ABOUT THIS EXERCISE: Please continue the text about Tessa Cartwright and the Black-Eyed Susan murders from where it stops.

TEXT SHOWN Block Start

As a sixteen-year-old, Tessa Cartwright was found in a Texas field, barely alive amid a scattering of bones, with only fragments of memory as to how she got there. Ever since, the press has pursued her as the lone surviving “Black-Eyed Susan,” the nickname given to the murder victims because of the yellow carpet of wildflowers that flourished above their shared grave. Tessa’s testimony about those tragic hours put a man on death row.
Now, almost two decades later, Tessa is an artist and single mother. In the desolate cold of February, she is shocked to discover a freshly planted patch of black-eyed susans—a summertime bloom—just outside her bedroom window. Terrified at the implications—that she sent the wrong man to prison and the real killer remains at large—Tessa turns to the lawyers working to exonerate the man awaiting execution. But the flowers alone are not proof enough, and the forensic investigation of the still-unidentified bones is progressing too slowly. An innocent life hangs in the balance. The legal team appeals to Tessa to undergo hypnosis to retrieve lost memories—and to share the drawings she produced as part of an experimental therapy shortly after her rescue.

TEXT SHOWN Block End
DATASET EXTRACT Block Start

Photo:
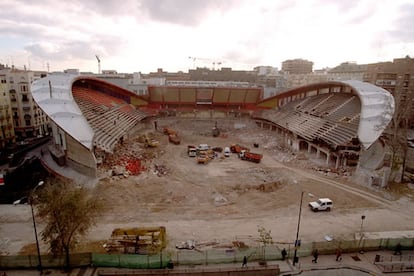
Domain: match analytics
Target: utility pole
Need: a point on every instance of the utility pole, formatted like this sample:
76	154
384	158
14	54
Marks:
99	64
297	242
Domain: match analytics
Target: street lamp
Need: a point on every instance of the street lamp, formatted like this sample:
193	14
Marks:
34	225
297	242
362	224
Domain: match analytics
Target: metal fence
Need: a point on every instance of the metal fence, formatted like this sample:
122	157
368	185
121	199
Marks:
205	257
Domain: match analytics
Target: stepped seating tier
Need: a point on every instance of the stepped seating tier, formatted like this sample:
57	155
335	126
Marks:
332	118
109	117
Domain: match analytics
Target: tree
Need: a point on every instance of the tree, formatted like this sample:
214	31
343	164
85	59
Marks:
69	211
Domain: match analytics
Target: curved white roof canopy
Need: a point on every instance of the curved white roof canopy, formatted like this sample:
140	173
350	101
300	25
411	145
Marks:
377	110
53	94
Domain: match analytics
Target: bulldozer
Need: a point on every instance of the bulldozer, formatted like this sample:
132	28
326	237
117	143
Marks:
148	142
138	240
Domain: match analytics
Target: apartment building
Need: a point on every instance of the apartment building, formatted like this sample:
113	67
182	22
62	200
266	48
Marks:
27	118
397	77
7	136
297	66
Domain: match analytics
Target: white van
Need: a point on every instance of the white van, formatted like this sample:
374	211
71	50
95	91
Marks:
227	151
322	204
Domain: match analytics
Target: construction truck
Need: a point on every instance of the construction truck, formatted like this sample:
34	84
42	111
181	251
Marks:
169	131
148	142
203	158
174	138
236	148
139	240
191	151
250	156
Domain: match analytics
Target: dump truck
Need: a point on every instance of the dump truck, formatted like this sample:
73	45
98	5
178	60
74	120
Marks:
174	138
191	151
203	158
250	156
138	240
236	148
148	142
169	131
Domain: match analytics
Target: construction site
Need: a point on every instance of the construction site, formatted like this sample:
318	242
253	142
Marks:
222	202
198	168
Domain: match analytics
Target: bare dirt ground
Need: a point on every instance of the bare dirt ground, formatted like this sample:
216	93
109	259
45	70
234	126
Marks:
227	199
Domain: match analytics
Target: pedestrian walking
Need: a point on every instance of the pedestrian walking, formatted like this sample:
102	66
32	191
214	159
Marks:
284	253
315	256
338	255
244	262
398	249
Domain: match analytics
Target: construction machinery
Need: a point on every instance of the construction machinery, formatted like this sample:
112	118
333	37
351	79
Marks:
250	156
191	151
138	240
174	138
236	148
148	142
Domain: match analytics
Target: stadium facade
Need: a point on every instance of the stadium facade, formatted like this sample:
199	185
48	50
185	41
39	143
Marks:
341	122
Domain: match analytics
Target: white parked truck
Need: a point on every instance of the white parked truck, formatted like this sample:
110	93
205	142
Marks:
322	204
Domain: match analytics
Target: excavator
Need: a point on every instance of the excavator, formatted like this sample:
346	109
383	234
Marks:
137	240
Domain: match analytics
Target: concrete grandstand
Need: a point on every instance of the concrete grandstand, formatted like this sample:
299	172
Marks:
340	121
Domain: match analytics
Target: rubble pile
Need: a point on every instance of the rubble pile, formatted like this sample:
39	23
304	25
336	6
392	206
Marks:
160	170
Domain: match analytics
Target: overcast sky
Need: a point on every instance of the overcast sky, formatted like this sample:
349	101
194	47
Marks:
143	35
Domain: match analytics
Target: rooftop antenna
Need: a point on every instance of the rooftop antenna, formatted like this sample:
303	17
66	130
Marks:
99	64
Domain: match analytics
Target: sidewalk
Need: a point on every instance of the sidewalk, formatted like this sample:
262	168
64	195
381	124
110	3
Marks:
351	264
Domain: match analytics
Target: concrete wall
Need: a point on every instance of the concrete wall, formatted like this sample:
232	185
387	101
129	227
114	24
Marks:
80	158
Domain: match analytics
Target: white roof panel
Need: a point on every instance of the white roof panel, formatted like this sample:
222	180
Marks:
53	94
377	110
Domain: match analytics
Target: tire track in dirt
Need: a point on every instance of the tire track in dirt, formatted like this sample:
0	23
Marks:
364	194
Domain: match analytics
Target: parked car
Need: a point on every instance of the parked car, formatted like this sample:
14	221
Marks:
322	204
227	151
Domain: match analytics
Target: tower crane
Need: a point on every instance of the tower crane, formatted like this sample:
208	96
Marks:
99	63
214	62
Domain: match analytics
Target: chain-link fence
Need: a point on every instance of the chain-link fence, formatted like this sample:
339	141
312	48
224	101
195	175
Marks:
205	257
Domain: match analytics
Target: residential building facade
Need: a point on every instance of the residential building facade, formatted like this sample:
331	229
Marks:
297	66
7	136
28	119
398	78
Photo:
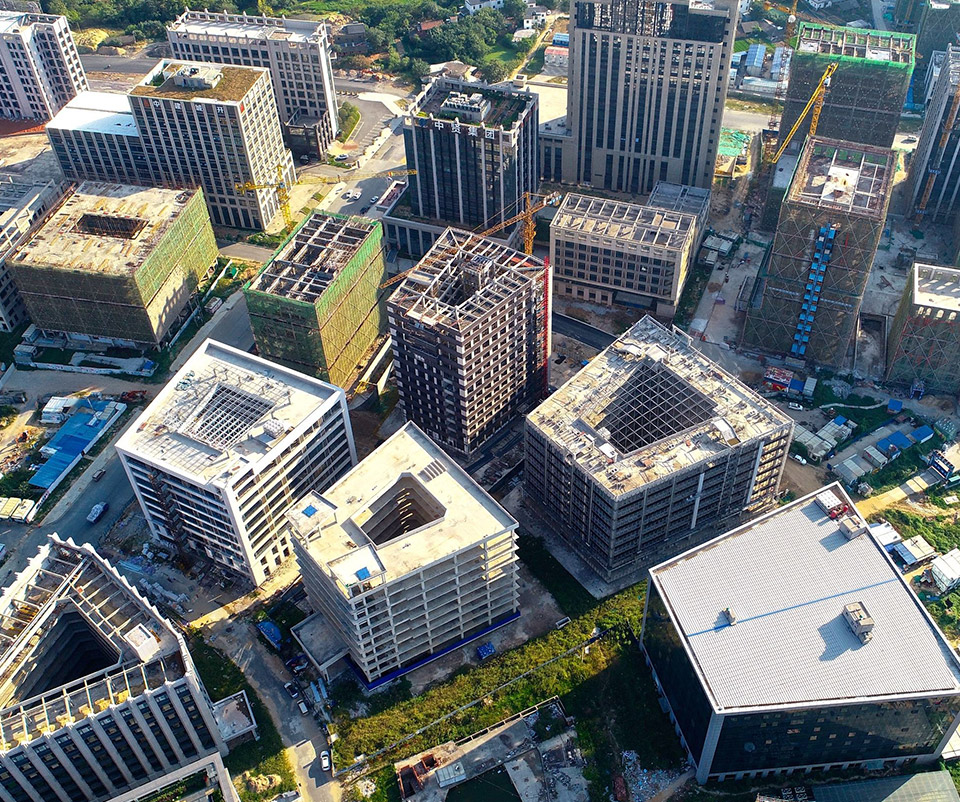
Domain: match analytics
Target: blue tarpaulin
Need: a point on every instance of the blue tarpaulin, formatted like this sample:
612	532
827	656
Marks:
77	432
900	440
921	435
272	633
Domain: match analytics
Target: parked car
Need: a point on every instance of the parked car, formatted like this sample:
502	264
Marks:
97	512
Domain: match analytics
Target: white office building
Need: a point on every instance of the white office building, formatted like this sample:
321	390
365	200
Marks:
40	69
406	557
297	52
22	204
99	697
226	447
186	124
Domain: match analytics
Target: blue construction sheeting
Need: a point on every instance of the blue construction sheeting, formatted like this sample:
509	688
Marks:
921	435
272	633
75	435
901	441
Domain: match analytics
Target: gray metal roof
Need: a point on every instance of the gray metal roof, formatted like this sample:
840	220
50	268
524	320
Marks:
928	786
786	577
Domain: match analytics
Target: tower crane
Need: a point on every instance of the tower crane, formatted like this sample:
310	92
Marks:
816	103
533	203
283	190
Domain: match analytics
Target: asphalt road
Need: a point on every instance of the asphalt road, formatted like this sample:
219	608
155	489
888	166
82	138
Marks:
584	332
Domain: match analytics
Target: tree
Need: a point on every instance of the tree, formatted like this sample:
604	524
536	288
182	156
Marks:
418	67
494	71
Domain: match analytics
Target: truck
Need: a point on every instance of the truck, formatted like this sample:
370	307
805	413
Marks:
96	513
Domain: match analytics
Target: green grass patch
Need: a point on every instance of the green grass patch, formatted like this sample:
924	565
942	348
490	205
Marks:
621	614
866	419
348	117
691	295
910	462
221	677
535	65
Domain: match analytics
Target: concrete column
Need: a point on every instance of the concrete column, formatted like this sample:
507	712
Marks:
112	750
22	781
149	737
92	761
162	722
70	768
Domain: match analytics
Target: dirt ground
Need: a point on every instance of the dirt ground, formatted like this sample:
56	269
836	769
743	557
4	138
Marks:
30	156
574	353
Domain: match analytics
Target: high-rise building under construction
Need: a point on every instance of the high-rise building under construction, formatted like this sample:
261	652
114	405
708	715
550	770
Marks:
470	327
647	448
866	92
807	298
116	263
934	183
317	304
647	84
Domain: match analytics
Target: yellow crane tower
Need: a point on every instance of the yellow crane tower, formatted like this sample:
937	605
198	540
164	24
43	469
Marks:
533	203
816	103
283	191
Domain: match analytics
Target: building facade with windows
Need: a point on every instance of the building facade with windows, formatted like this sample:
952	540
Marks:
647	86
647	450
297	52
230	442
186	124
22	204
470	331
793	643
475	152
100	700
40	69
406	557
614	252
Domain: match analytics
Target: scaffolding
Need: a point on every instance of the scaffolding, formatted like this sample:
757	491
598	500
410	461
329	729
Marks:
475	313
924	347
317	305
868	90
116	261
826	239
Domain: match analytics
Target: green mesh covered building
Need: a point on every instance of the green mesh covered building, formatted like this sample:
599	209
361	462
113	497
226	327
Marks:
116	263
317	304
868	90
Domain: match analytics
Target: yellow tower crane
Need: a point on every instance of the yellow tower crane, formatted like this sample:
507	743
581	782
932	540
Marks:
283	190
816	103
533	203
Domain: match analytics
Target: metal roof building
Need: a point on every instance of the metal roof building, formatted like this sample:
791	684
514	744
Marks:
793	642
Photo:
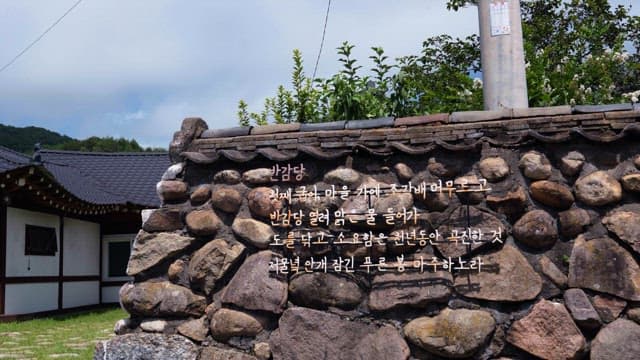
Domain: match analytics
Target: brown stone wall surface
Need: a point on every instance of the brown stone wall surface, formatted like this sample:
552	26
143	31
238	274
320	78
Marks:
530	250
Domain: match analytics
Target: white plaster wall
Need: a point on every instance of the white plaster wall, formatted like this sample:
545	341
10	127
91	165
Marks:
110	294
17	262
80	293
106	239
81	248
30	298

DATASET EXTRACT Block End

EXPECTED ANSWER:
What they don’t know is that Tessa and the scared, fragile girl she was have built a fortress of secrets. As the clock ticks toward the execution, Tessa fears for her sanity, but even more for the safety of her teenaged daughter. Is a serial killer still roaming free, taunting Tessa with a trail of clues? She has no choice but to confront old ghosts and lingering nightmares to finally discover what really happened that night.
Shocking, intense, and utterly original, Black-Eyed Susans is a dazzling psychological thriller, seamlessly weaving past and present in a searing tale of a young woman whose harrowing memories remain in a field of flowers—as a killer makes a chilling return to his garden.
And so my crime (reading) spree continues with Black-Eyed Susans, which was all over my Goodreads feed at earlier this year. It was an entertaining read, and there’s no doubt the author has a very easy, approachable style. However, I found the back and forth from the past to present in alternate chapters quite jarring, because you’d be in the middle of the action or a cliffhanger and then suddenly have to put on the brakes – incredibly frustrating!
The forensic angle of the book is fascinating. Biology and, more specifically, genetics, were a great interest of mine at school, and the book explains the technical aspects in a simple way for the reader to understand. If you loved the science stuff in Bones, then you’ll enjoy the forensic process incorporated here.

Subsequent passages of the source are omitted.